# [Document segment]
>> Start

Watch a Broadway Show
You can watch a Broadway musical or take a five to six-minute walk to Bryant Park. Adjacent to the New York Public library this park was a no-go area in 1970s, due to its notorious association with drugs and drug dealers. The park got restored to its current status due to the efforts of prominent and common New Yorkers. Google even installed free Wi-Fi.
It’s now an all-weather park, with Empire State watching over it. I especially love it in winter. The Winter Village kiosks serve everything from hot chocolates to hand-knitted mittens. Then there is the ice-skating rink and if you are really lucky you even get to witness the frozen Bryant Park fountain in all its glory.
Also walk over next door to the New York Public Library, to witness its magnificent ceilings and reading rooms and also drop by at the children’s section in the basement to see the original Christopher Robin’s toys that made the world of hundred-acre wood.
Skating at the Rock
A little ahead in the walk is the Rockefeller Center with its famous Ice-skating rink and the even more famous Christmas tree. Even on a non-wintery day, its observatory deck offers a great view of Manhattan or you can just enjoy walking around and marvel at the Art Deco construction that includes the famous Radio City buildings.
A short distance away is the Metropolitan Museum of Modern Art (MoMA). On Fridays, they even offer free tickets between 4 and 8 pm. It’s a great place to get absorbed in Manet, Monet, and Picasso. It houses some of the world’s most famous artworks including Van Gogh’s Starry Nights and Monet’s Waterlilies among others. MoMA’s modern and pop art collection includes the not-to-be-missed works of Andy Warhol and Roy Lichtenstein.
If the “Campbell’s soup cans” manage to stimulate your hunger, it is time to head out for Halal guys on 53rd street. Their killer red sauce on chicken over rice is well worth the long queue and wait. Cart food is another delight in the gastronomical landscape of New York City.
Even if you skip the Halal guys, head over to any of the zillion carts around the city and get yourself anything from gyro to falafel with a healthy dose of red and white sauce. You haven’t tasted New York if you haven’t tasted its cart food.
A good way to end this midtown marathon would be to head to Grand Central Station. You wi
ll need to backtrack a few steps from MoMA but Grand Central in just fifteen minutes away. Apart from being a transport hub, the station is also a shopping and dining hub. It has a cathedral-like exterior and is most famous for the astronomical ceiling in its main concourse.

>> End

# [Extracted data]
>> Start

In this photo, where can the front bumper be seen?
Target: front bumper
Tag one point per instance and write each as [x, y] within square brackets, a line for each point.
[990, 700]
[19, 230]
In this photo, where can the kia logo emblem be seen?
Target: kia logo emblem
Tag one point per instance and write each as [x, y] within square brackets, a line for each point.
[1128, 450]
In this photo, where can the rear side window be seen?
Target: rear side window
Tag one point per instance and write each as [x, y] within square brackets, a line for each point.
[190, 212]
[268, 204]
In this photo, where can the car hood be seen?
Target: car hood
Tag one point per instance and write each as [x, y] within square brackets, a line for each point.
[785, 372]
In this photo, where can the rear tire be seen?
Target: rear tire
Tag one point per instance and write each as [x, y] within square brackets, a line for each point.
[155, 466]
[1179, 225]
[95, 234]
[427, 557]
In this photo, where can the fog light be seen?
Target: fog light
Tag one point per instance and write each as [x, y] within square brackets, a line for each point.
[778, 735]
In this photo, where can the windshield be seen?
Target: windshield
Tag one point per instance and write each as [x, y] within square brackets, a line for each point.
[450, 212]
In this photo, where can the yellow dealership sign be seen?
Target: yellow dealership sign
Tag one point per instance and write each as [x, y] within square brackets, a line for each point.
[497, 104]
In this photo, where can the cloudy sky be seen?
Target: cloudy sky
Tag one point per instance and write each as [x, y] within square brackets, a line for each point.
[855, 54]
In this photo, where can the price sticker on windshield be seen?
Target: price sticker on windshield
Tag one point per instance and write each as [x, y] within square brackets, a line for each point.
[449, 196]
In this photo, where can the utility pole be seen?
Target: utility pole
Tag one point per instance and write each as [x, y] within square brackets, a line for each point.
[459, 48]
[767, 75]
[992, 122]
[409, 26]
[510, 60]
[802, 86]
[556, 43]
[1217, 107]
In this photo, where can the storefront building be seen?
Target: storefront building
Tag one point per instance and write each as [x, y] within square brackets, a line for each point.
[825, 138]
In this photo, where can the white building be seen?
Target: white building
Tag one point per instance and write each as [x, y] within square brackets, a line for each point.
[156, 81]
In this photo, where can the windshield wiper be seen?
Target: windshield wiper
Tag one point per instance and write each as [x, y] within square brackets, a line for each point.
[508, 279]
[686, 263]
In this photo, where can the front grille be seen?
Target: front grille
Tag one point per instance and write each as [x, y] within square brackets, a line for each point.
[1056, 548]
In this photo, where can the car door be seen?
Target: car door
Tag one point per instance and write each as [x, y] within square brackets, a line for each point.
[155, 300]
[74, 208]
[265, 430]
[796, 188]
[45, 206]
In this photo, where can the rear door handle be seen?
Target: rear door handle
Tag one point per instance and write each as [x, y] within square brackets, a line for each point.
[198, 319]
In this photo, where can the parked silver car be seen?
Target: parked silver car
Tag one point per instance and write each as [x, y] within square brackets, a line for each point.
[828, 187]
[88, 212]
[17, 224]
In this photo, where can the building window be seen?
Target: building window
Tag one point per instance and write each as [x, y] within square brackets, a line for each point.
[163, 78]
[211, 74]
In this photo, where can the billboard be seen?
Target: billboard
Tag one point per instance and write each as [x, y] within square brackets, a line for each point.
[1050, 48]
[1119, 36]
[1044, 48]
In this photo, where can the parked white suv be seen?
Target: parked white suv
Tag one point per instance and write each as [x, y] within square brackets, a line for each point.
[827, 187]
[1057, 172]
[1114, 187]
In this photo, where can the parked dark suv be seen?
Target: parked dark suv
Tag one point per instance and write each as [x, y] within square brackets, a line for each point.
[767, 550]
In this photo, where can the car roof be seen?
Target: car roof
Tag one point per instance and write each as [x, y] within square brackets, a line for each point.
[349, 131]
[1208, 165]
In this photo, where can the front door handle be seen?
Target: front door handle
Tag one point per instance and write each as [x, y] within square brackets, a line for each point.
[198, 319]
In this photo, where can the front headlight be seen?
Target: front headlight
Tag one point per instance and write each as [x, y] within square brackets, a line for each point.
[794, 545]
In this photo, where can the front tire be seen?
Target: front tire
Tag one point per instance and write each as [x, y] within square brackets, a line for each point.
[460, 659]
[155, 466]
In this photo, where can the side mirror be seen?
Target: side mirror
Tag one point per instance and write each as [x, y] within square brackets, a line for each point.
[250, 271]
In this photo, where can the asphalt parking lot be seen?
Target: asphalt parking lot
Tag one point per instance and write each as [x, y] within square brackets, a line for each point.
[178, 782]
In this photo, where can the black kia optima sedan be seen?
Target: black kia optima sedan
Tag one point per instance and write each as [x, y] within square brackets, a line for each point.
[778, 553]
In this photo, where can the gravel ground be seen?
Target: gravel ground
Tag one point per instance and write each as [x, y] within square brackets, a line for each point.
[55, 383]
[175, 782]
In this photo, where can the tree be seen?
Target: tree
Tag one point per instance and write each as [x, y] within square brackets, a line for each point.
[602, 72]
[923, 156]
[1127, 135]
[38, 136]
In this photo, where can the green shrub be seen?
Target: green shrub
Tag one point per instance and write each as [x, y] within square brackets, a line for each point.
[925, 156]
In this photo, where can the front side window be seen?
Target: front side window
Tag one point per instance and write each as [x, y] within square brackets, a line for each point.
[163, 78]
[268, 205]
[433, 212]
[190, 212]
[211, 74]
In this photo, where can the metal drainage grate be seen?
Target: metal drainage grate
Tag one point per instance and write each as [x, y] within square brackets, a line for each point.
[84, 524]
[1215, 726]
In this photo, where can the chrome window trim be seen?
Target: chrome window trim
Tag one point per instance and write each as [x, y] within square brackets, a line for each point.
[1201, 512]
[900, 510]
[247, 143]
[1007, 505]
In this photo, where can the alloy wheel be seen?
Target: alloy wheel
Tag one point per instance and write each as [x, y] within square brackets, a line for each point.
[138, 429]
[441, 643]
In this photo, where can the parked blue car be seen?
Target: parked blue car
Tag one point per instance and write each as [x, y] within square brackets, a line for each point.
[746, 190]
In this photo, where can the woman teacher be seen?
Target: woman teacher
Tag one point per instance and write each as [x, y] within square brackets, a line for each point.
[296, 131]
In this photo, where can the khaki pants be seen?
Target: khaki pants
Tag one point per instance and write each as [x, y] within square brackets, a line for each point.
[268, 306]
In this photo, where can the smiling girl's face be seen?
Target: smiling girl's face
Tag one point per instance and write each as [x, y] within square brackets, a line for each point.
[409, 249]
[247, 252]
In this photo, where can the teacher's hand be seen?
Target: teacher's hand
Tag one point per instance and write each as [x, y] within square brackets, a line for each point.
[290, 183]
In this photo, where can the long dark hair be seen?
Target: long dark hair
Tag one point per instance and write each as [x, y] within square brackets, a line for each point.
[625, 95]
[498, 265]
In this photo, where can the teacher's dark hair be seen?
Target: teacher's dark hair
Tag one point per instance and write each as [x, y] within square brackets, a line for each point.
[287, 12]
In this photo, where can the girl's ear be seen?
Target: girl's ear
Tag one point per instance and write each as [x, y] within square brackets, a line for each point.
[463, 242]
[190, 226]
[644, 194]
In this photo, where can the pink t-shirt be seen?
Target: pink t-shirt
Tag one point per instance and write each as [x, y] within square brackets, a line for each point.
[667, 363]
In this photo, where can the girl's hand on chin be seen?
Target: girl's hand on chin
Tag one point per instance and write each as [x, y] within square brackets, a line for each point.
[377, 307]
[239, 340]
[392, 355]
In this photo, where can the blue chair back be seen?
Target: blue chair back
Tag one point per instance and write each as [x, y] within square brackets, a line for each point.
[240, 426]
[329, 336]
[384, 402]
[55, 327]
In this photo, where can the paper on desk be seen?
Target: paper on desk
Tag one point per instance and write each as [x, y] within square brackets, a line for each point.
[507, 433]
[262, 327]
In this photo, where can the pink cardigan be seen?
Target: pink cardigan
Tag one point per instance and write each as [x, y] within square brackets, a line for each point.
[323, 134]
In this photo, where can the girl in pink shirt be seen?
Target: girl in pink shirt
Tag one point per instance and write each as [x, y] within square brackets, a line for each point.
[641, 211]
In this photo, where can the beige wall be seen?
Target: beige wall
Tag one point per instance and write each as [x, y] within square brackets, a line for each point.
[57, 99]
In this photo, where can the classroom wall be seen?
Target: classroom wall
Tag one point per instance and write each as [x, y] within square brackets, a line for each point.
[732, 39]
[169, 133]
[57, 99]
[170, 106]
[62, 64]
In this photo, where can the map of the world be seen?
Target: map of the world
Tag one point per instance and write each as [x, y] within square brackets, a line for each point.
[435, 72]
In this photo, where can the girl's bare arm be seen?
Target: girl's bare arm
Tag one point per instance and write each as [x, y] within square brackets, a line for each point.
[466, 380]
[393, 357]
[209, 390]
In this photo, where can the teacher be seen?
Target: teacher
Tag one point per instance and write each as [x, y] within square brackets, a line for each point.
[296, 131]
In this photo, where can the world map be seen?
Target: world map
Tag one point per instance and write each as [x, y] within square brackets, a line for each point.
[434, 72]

>> End

# [The tasks]
• 1. Please reproduce the Midtown guide from "A good way to" up to and including "its main concourse.".
• 2. Summarize the Midtown guide in two sentences.

# [Solutions by task]
• 1.
A good way to end this midtown marathon would be to head to Grand Central Station. You wi
ll need to backtrack a few steps from MoMA but Grand Central in just fifteen minutes away. Apart from being a transport hub, the station is also a shopping and dining hub. It has a cathedral-like exterior and is most famous for the astronomical ceiling in its main concourse.

• 2. The guide suggests watching a Broadway show or walking to Bryant Park, a once-notorious park now restored as an all-weather spot with Winter Village kiosks and an ice rink, and visiting the neighboring New York Public Library. It then points to Rockefeller Center, MoMA with its famous artworks, cart food such as the Halal guys' chicken over rice, and finally Grand Central Station with its astronomical ceiling.